→ Texto fornecido
O ator italiano morreu na tarde desta segunda-feira aos 86 anos, segundo confirmou sua família

O ator italiano Bud Spencer, durante a apresentação de seu livro.Foto: atlas
Gregorio Belinchón

Tinha quase dois metros de altura, pesava mais de 140 quilos, sorria a todo momento – o que escondia ainda mais seus olhos achinesados – e soltava um categórico: “Nunca fui ator”. E, de fato, qualquer crítico dirá que Carlo Pedersoli nunca teve talento para trilhar os caminhos da interpretação. Não importa: se não tinha talento, tinha presença. Ele nunca passeou pelo cinema, mas conquistou a tela com socos e pancadas. Para os adolescentes dos anos 1970 e 1980, Pedersoli era um mito, embora só o conhecessem por seu nome artístico: Bud Spencer. Na tarde desta segunda-feira, às 18h15, Pedersoli morreu em Roma aos 86 anos, conforme anunciou um de seus filhos, que também contou que sua última palavra foi “obrigado” e que faleceu serenamente, “sem sofrimento”. Mas Spencer foi, é e será imortal.

Antes mesmo do personagem de Bud Spencer, Pedersoli já teve uma vida fascinante. Nascido em Nápoles em 1929, emigrou com a família para a América do Sul em 1947, o que o obrigou a abandonar a faculdade de Química, que tinha começado muito cedo por sua facilidade com os estudos. Dois anos depois voltou para a Itália, impulsionado por sua capacidade na piscina. Em 1950 se tornou o primeiro nadador italiano a ficar abaixo do minuto nos 100 metros livres (foi sete vezes campeão nacional dessa distância) e ganhou várias medalhas em diferentes Jogos do Mediterrâneo. Nos Jogos Olímpicos de Helsinque em 1952 e de Melbourne em 1956, além de nadar solo, fez parte da seleção italiana de polo aquático, que alcançou as semifinais em ambos os campeonatos e também competiu nesse esporte nos jogos de Roma em 1960. Diz a lenda que conheceu na piscina outro nadador, Mario Girotti, com quem criaria, muitos anos depois, a dupla Bud Spencer e Terence Hill.

→ Linhas exibidas
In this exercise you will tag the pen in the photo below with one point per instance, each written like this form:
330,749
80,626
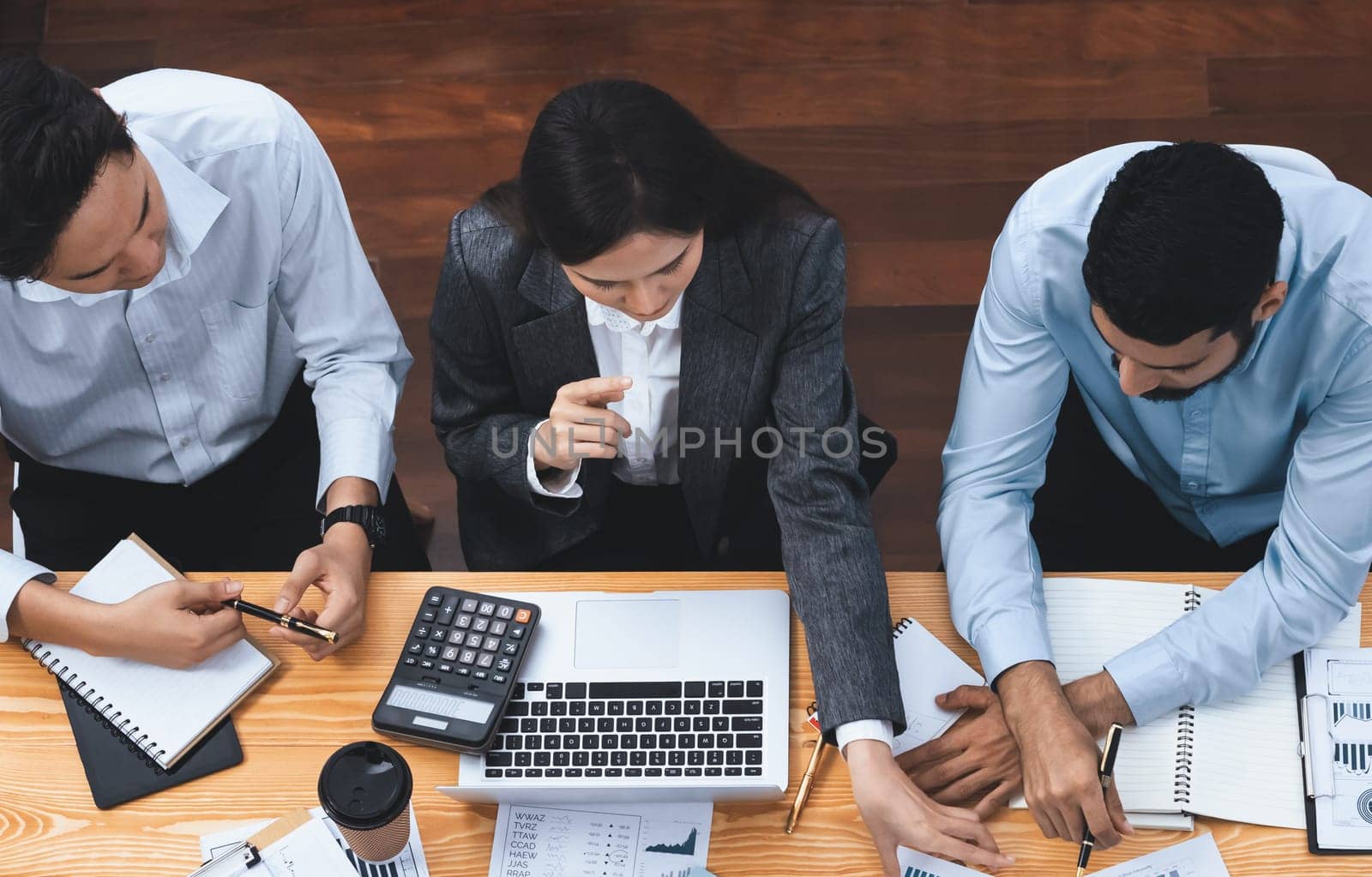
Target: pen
807,781
1106,781
285,621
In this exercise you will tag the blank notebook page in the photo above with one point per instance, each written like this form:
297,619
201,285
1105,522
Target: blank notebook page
1248,765
1090,622
154,705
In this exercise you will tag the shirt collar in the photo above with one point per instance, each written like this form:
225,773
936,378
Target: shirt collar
619,321
192,207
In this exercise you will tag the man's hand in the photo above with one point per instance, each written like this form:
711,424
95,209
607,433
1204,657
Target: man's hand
978,758
175,625
898,814
1060,760
340,567
580,424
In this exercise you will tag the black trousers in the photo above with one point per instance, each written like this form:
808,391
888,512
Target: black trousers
1092,514
254,514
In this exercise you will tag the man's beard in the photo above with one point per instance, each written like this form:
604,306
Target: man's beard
1168,394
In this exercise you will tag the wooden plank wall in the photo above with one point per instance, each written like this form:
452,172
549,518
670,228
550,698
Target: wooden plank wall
917,123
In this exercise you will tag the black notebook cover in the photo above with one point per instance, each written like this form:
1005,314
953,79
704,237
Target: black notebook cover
120,773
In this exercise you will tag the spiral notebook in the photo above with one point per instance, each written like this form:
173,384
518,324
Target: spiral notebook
164,712
1234,760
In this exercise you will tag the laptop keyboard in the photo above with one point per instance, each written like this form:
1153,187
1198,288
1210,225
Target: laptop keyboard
660,730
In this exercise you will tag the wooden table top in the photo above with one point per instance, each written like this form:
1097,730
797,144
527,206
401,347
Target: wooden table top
50,826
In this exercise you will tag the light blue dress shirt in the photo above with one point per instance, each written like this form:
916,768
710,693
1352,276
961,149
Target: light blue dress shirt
1285,440
264,276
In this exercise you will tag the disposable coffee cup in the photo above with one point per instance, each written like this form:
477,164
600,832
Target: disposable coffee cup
365,788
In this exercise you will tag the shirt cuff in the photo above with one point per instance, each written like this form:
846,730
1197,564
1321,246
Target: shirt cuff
864,729
560,486
354,448
1008,639
1149,680
14,574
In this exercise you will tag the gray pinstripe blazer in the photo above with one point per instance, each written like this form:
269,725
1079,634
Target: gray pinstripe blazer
761,345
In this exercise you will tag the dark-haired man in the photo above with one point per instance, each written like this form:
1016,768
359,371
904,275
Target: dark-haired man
196,349
1182,338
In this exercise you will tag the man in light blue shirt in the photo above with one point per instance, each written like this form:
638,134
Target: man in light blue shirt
1209,310
196,349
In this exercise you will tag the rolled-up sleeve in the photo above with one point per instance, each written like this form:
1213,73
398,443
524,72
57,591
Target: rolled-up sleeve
1013,383
1307,582
14,574
354,356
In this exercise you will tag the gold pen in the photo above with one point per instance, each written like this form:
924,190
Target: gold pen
285,621
807,781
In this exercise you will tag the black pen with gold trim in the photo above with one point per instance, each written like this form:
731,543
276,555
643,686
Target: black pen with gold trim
285,621
1106,781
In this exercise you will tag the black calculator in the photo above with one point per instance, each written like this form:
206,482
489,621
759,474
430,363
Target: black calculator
457,670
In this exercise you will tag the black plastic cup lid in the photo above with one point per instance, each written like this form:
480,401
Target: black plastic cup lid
365,785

→ Desafios propostos
A: Com base apenas no texto fornecido sobre Bud Spencer, responda a estas perguntas:
(i) Em que cidade e a que horas Pedersoli morreu?
(ii) Em que ano ele emigrou com a família para a América do Sul?
(iii) Segundo a lenda, quem ele conheceu na piscina?
B: Escreva a continuação do texto sobre Bud Spencer a partir do ponto em que ele termina.

→ Respostas do exercício
A:
(i) Em Roma, às 18h15.
(ii) Em 1947.
(iii) Mario Girotti.

B:
Quando se aposenta das piscinas, Pedersoli, de físico hercúleo graças ao qual tinha participado como figurante em Quo Vadis?, trabalha na construção da Rodovia Pan-americana. Até vendeu carros em Caracas no início dos anos 1960 – falava seis idiomas, entre eles o castelhano –, antes de chegar sua oportunidade em 1967 com Deus perdoa... Eu não!. “Deram-me uma lista com 20 nomes e 24 horas para escolher um. Escolhi Terence Hill porque soava bem”, diz Girotti, oito anos mais jovem em seu site oficial. Quanto a Bud Spencer, o nome se deve à cerveja Budweiser, de que Pedersoli era fã, e a sua paixão por Spencer Tracy. “Casei-me com María Amato, meu anjo da guarda, há 56 anos. Foi seu pai [Giuseppe Amato, produtor de La Dolce Vita e Don Camillo] que me sugeriu. Comecei quando ele morreu. Precisavam de um grandalhão e, apesar de inicialmente não chegarmos a um acordo por uma questão econômica, acabaram cedendo porque não encontraram ninguém com minhas dimensões”, contava em uma entrevista ao EL PAÍS depois de publicar seu quarto livro de memórias.

Triunfaram. E como triunfaram! Três anos mais tarde veio o monumental Trinity é o Meu Nome, de Enzo Barboni, que lança ao estrelato, em 1970, dois vaqueiros irmãos que preferem a espada à pistola. “Quando atuo junto com Bud, é como se algo surgisse entre nós e conseguimos ser divertidos”, afirma Hill. “Terence Hill é que é ator, porque ele estudou e, antes de me conhecer, até tinha trabalhado em O Leopardo”, dizia Spencer. “Esse é o motivo pelo qual nunca discutimos, como fazem todas as duplas do cinema. Ele atuava; eu simplesmente trabalhava. Rodava três filmes por ano sempre tentando aprender algo de cada um”. Assim criaram e se especializaram em um subgênero do faroeste espaguete que põe a comédia, as pancadas e os feijões à frente da violência e dos tiroteios.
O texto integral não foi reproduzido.